── Lesetext ──

Dieser Julimonat war der wärmste Monat seit dem Beginn der Wetteraufzeichnungen. Und in diesem Jahr scheinen sich Meldungen über Wetterextreme und nie zuvor gesehene Entwicklungen im Erdsystem zu häufen, heftige Unwetter in Slowenien und der Juli 2023 war der heißeste Monat seit Beginn der Aufzeichnungen mit einer Durchschnittstemperatur von rund 17 Grad Celsius.
Die globalen mittleren Temperaturen der Oberflächenwasser der Ozeane sind seit April höher als gewöhnlich und lagen im Juli 0,7 bis 0,8 Grad über dem langjährigen Mittel. Dies stellt bei den stabilen globalen Meerestemperaturen eine große Abweichung dar. Das antarktische Meereis wächst in diesem Winter so langsam wie niemals zuvor und es fehlen über zwei Millionen Quadratkilometer verglichen mit der durchschnittlichen Meereisausdehnung für diese Jahreszeit. In verschiedenen Weltregionen – etwa dem Mittelmeerraum, Südasien und Nordamerika – gab es in den letzten Wochen Hitzewellen mit Temperaturen weit über 40 Grad Celsius, ausgedehnte Waldbrände und Warnungen vor Massenbleichen von Korallen.
tellt diese Häufung von Extremereignissen angesichts des voranschreitenden Klimawandels die neue Normalität dar? Oder befinden wir uns in einer vorübergehenden Ausnahmesituation, begünstigt durch das Klimaphänomen El Niño, das im Juli begonnen hat? Sind die aktuellen Wetterextreme unerwartet – oder im Rahmen dessen, was Klimamodelle vorhergesagt haben?
Prof. Dr. Daniela Domeisen
Assistenzprofessorin am Institut für Atmosphäre und Klima, Eidgenössische Technische Hochschule Zürich (ETHZ), Schweiz
Beobachtungen im Einklang mit Klimaprognosen?

───

→ Kurze Aufgabe:
Aktualisiere im Text über die Wetterextreme alles von "tellt diese Häufung" bis hinunter zu "Klimamodelle vorhergesagt haben?", indem du ihn mit "Klimasimulationen" anstelle von "Klimamodelle" wiedergibst.

── Datenauszüge ──

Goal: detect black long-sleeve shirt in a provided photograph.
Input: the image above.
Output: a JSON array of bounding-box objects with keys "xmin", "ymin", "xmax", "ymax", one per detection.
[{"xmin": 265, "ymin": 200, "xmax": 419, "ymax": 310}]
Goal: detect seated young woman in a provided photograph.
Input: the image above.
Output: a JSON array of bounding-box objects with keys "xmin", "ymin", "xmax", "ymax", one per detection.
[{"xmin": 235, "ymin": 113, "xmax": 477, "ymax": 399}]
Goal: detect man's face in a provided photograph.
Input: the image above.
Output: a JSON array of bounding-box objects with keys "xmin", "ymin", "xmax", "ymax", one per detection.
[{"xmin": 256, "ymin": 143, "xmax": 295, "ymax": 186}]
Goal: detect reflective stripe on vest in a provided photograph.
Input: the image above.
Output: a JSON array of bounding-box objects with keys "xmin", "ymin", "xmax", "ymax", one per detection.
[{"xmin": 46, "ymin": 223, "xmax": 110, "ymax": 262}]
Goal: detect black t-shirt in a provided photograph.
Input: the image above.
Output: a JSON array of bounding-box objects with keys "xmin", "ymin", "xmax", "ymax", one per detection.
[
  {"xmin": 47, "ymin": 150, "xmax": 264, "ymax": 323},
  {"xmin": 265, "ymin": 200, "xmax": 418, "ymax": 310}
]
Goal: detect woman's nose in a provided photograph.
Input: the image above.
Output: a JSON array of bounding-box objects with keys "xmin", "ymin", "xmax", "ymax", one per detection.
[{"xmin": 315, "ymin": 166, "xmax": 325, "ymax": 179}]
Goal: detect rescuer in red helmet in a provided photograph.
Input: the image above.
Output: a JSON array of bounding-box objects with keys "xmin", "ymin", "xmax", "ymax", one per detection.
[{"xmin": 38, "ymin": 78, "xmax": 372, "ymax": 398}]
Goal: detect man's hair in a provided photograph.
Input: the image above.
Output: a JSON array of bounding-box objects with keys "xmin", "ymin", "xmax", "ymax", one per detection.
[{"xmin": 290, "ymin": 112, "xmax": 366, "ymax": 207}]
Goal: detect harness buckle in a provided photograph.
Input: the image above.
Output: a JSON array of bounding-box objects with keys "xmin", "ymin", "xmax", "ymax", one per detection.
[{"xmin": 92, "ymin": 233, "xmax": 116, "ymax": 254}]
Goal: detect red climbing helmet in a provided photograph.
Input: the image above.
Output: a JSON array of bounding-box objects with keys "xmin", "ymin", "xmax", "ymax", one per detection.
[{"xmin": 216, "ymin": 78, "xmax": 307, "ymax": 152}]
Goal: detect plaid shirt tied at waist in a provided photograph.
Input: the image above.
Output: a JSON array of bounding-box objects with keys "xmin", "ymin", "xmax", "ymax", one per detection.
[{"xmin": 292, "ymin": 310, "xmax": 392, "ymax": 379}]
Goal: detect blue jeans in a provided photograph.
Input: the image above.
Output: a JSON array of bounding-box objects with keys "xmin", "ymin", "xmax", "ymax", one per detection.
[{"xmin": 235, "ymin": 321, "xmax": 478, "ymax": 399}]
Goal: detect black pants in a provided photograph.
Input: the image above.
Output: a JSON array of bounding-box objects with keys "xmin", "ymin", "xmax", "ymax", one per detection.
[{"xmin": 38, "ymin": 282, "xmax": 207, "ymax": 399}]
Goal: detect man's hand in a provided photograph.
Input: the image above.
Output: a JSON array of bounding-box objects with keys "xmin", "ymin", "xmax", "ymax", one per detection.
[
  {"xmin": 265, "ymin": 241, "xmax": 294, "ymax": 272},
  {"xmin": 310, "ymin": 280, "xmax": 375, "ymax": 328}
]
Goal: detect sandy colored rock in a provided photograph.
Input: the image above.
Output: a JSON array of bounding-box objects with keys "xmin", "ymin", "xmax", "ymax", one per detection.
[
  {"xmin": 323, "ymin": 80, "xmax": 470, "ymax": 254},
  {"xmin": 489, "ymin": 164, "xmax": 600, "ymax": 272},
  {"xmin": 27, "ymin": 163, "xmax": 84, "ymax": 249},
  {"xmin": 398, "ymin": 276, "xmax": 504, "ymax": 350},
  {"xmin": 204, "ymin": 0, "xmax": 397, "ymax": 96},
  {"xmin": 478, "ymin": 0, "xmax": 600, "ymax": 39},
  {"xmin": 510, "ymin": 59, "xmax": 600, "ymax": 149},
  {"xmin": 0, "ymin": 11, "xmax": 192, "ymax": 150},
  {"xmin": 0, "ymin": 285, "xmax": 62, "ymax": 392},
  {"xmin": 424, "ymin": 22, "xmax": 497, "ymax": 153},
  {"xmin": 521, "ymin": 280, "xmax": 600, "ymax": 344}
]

───

→ Ergebnis:
tellt diese Häufung von Extremereignissen angesichts des voranschreitenden Klimawandels die neue Normalität dar? Oder befinden wir uns in einer vorübergehenden Ausnahmesituation, begünstigt durch das Klimaphänomen El Niño, das im Juli begonnen hat? Sind die aktuellen Wetterextreme unerwartet – oder im Rahmen dessen, was Klimasimulationen vorhergesagt haben?